> **Exercise objective**: The records come next. Copy all of them exactly.

Natural language region descriptions
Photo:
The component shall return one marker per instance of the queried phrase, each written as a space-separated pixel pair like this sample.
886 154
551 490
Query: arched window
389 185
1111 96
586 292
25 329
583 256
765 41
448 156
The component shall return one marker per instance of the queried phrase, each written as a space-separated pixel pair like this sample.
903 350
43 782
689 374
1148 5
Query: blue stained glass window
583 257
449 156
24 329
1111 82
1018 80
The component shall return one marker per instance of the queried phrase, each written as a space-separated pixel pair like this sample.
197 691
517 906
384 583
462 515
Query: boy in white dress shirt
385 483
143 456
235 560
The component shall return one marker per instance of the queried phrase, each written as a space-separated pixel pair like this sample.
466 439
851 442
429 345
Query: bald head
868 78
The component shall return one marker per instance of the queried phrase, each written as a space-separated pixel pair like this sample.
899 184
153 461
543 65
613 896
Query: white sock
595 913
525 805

> **Response box**:
Photo:
The component shall return one marker per instance of the queried phrase, each written as a space-separated pixel pair like this sample.
886 154
551 490
Query: arched window
389 185
1111 96
586 292
25 329
583 256
765 41
448 156
The component shall return one marker per instance of the queried phrase, each written as a space-separated pixel pair like this sample.
903 350
43 782
689 374
1148 5
Query: blue stained glass window
583 257
449 156
24 329
1111 82
1018 80
The component shall return one marker per instance of the queried phrase, each written as a space-separated pixel pair like this sample.
197 691
517 906
384 583
462 515
Query: boy in white dress shirt
385 483
143 456
235 560
The component shall return one marker per instance of the queried phrase, each written as a space-separated pixel pair like this sample.
466 439
851 442
429 345
Query: bald head
868 78
The component shall return one marker per instance of the queried phrase, each written as a space-separated pixel pair like this sample.
899 184
153 461
543 65
613 896
Query: white sock
595 913
525 805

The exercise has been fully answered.